WHAT IS EXPECTED
Quote precisely the final stretch of the listing: start at the line containing "Objective — one marker per instance of the railway" and stop after the last line.

AVAILABLE DATA

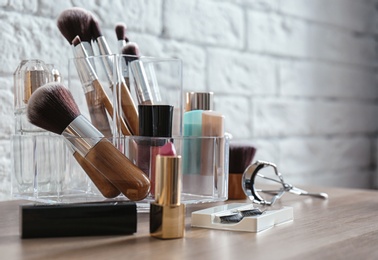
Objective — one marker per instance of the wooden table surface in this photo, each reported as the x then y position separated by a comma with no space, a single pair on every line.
343,227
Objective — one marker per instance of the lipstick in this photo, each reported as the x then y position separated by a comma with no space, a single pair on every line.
155,125
167,214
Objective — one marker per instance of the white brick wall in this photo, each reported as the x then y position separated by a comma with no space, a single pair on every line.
295,78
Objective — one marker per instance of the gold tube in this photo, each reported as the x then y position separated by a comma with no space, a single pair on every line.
167,214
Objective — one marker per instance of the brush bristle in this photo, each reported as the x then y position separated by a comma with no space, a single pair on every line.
75,21
240,158
95,28
120,30
131,48
52,107
76,41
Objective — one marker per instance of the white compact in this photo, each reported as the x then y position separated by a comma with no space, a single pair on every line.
240,217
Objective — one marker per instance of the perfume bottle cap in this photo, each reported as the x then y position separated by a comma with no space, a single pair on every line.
35,73
155,120
199,101
168,182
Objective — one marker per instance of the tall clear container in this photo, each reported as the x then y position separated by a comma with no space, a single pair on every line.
36,158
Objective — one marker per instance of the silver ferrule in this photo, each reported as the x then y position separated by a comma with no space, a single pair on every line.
88,48
82,135
199,101
107,60
141,80
84,68
121,44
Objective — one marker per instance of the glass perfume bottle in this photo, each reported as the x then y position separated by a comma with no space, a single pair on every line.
37,154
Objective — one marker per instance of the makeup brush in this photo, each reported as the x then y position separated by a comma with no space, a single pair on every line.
74,22
142,85
240,157
53,108
107,189
97,99
120,30
127,103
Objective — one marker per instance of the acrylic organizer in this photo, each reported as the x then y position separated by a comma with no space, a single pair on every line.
44,168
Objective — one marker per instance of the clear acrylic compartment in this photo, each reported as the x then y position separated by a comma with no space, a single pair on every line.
51,173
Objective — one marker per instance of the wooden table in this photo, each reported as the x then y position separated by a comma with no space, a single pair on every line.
343,227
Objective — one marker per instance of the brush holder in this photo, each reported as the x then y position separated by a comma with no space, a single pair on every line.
59,178
63,180
126,81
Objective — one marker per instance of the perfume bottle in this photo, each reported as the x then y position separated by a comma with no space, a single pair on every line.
29,75
38,156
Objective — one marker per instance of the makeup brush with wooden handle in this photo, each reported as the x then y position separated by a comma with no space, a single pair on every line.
97,99
74,22
127,103
53,108
120,30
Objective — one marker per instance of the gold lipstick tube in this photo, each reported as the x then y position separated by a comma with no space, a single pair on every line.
167,214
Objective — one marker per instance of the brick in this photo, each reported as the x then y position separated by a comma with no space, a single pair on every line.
193,58
236,123
349,14
288,117
53,9
262,5
318,154
309,79
142,16
205,22
291,37
23,39
23,6
240,73
266,149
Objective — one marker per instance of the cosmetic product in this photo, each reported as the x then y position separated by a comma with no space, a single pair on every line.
126,101
199,101
28,77
33,150
78,219
212,148
107,189
167,214
196,125
98,101
53,108
192,142
74,22
240,157
120,30
56,76
146,84
155,125
240,217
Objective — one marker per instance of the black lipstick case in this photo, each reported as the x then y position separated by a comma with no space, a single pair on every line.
81,219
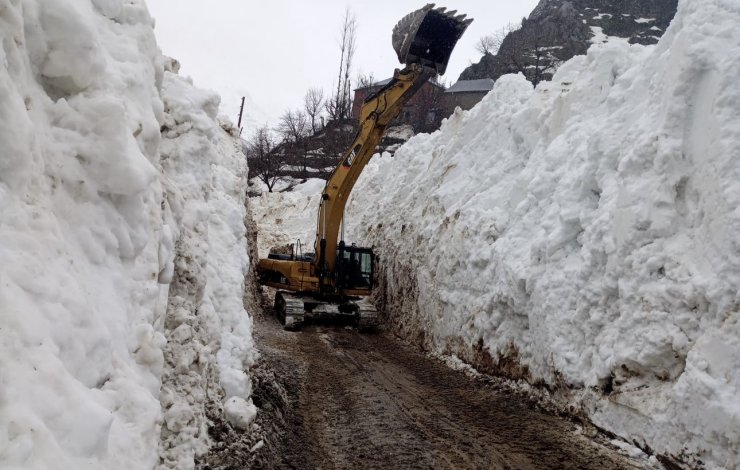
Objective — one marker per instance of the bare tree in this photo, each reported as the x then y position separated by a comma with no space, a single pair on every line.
314,103
339,105
491,43
533,54
487,45
365,80
263,159
294,128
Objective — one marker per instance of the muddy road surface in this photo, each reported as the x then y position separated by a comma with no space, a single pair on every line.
345,400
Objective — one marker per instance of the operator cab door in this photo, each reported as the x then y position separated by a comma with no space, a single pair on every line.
354,267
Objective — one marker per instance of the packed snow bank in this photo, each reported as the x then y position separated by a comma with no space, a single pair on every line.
209,333
585,234
92,228
285,217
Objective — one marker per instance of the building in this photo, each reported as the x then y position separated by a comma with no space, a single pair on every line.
466,93
423,111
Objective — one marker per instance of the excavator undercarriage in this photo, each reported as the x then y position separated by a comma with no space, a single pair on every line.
336,280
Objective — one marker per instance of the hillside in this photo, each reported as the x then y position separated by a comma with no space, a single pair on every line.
557,30
582,235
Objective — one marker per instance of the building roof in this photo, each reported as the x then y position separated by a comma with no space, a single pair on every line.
468,86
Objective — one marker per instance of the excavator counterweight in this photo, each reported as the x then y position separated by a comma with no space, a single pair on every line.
334,281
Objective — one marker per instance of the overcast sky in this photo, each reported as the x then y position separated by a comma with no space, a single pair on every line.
274,50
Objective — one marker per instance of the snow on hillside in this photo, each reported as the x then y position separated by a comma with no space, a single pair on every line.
585,234
93,227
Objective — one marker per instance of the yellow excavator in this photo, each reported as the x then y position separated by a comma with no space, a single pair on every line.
336,280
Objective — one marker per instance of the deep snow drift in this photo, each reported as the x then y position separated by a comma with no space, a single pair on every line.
585,234
93,227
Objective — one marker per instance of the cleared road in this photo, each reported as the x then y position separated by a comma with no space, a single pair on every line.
368,401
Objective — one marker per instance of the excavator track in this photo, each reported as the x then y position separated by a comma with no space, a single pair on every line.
293,309
367,316
290,310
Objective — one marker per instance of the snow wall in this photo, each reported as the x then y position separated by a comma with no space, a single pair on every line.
584,235
122,250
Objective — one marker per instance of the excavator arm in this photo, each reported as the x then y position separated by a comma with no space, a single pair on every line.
321,284
376,114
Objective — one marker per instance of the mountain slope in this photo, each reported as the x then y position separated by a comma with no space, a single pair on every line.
557,30
582,235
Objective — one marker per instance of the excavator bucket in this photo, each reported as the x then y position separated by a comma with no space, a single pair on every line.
428,36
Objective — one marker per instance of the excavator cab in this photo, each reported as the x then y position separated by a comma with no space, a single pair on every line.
354,269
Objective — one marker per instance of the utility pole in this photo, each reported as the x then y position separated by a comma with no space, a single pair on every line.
241,111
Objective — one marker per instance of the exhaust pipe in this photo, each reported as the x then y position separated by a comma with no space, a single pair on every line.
428,36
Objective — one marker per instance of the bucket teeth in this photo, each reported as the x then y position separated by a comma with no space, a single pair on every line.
427,36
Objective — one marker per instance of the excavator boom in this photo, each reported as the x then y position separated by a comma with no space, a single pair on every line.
334,280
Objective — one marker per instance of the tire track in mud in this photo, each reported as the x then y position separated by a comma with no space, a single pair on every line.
371,401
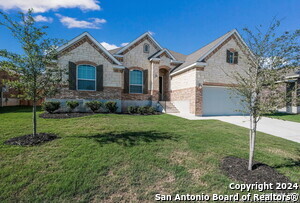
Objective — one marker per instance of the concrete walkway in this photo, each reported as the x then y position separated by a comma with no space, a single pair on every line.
280,128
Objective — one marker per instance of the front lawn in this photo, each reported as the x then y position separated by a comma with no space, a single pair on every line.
286,117
115,158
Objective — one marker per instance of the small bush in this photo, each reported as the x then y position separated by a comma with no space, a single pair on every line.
151,110
142,110
132,109
146,110
50,107
72,104
111,106
94,105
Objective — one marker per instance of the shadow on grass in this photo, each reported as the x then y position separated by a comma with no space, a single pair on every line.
129,139
279,114
18,109
290,162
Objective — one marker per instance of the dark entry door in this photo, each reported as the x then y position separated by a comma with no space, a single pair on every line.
161,88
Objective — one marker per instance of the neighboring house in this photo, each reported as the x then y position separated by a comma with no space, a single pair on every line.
7,95
145,73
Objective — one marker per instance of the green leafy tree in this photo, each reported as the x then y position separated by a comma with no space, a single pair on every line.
260,85
38,73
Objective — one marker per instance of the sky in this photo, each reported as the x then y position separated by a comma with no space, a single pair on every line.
180,25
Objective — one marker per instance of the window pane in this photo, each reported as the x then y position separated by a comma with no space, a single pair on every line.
86,85
86,72
136,77
136,89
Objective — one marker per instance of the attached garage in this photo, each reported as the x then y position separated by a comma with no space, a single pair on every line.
220,101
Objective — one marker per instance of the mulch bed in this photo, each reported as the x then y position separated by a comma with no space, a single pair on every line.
237,169
75,115
64,115
30,140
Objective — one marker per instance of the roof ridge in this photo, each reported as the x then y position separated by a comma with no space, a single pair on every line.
211,42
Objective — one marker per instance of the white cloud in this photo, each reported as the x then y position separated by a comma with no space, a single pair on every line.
46,5
108,46
124,44
152,33
40,18
69,22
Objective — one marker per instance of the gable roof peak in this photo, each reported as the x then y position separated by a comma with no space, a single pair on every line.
137,39
86,34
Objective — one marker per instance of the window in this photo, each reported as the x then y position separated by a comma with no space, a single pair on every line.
136,81
232,57
146,48
86,77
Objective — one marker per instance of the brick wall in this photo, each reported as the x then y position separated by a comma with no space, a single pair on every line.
193,95
87,53
217,69
107,94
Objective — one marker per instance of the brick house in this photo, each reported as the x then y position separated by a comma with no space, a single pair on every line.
145,73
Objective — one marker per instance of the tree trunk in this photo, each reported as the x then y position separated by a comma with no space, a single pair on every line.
34,118
253,123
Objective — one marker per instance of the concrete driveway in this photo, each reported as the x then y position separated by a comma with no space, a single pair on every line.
280,128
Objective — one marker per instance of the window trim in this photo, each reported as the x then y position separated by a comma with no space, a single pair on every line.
233,57
136,84
146,45
77,79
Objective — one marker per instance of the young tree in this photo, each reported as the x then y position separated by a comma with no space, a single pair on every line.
38,73
271,57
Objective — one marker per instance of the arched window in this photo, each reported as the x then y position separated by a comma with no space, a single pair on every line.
146,48
86,77
136,81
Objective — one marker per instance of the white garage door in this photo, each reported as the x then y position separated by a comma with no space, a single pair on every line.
220,101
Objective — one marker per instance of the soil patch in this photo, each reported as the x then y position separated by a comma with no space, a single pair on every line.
237,169
30,140
64,115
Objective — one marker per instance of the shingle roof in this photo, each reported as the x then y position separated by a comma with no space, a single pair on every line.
178,56
113,51
195,56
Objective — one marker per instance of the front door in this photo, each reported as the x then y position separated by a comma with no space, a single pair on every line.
161,88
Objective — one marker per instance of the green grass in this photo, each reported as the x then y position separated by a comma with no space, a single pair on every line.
115,158
286,117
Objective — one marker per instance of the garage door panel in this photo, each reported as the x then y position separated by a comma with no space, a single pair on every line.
220,101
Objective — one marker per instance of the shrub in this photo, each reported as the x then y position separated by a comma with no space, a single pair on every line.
142,110
132,109
111,106
94,105
72,104
151,110
50,107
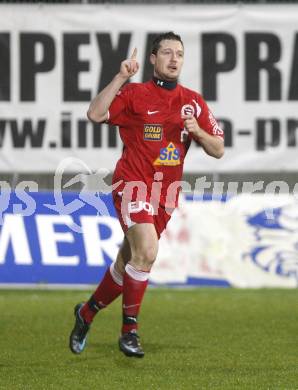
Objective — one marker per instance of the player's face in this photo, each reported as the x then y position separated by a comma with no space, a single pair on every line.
168,60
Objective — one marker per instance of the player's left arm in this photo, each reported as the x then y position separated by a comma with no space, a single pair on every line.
212,144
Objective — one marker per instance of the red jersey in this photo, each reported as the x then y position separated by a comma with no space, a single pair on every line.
152,131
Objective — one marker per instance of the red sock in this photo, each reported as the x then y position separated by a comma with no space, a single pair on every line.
134,286
107,291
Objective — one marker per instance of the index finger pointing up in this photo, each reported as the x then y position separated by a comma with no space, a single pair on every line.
134,54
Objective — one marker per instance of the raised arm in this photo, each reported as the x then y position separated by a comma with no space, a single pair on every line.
212,144
99,106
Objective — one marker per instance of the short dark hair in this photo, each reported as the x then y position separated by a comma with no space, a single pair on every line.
167,35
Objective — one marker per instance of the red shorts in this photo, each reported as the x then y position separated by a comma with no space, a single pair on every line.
133,212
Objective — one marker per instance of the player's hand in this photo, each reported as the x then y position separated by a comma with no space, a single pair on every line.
191,125
130,66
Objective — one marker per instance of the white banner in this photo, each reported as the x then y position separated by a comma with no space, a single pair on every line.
54,59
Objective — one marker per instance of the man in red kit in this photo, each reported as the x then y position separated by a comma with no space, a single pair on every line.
157,122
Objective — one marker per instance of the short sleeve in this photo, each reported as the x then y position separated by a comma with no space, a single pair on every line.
119,109
207,121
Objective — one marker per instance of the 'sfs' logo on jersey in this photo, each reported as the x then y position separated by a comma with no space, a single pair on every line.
168,156
152,132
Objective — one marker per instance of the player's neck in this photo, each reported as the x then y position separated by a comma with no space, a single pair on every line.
164,83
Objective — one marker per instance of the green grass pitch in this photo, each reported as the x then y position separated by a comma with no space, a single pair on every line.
193,339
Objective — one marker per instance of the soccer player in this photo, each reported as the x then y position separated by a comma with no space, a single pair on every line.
157,121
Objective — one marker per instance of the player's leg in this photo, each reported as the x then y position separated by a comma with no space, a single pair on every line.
107,291
143,241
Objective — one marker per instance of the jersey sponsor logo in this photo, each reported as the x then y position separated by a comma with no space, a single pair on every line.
152,132
187,109
137,206
168,156
191,109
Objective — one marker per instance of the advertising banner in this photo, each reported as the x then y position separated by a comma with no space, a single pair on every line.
54,58
70,239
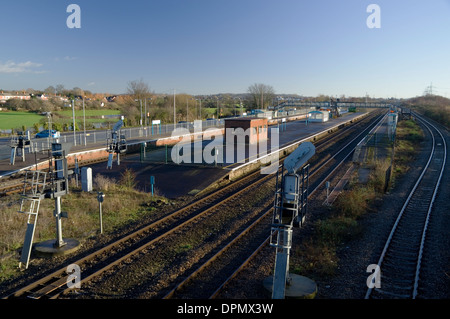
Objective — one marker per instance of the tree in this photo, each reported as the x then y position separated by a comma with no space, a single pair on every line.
138,89
261,94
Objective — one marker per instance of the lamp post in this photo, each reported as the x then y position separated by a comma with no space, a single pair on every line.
174,111
73,115
84,122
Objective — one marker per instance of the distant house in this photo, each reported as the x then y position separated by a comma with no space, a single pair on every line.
8,96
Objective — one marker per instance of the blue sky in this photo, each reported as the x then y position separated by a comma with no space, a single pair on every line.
220,46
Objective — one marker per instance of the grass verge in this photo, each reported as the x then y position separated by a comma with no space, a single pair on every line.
317,255
122,205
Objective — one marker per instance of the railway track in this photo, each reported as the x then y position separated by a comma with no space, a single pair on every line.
147,238
212,276
398,270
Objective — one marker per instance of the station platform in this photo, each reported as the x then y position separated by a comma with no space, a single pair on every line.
175,180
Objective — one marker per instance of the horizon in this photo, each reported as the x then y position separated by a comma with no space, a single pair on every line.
200,47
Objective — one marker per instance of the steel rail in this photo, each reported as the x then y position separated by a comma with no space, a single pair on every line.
405,205
61,271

TASK RESULT
Objective — one marker per instance of the railway track in this photo, each reported as the x then y position separated by a comma with no space, a single pair on every line.
147,238
212,276
398,270
Objective — one marker per instance of the station platform in this photo, each reported as the x then y position separated by a comma with no space, a single pair on every line.
175,180
Objective — one marker per instance of the horizon in this photo, each reported as the x then y position separated by a comma with no space, a single pair on every line.
200,47
Objective — one marker per instance of the steel rail in this photo, each reported as the x then y position separated by a comma with no space, a single pair on every line.
405,205
61,271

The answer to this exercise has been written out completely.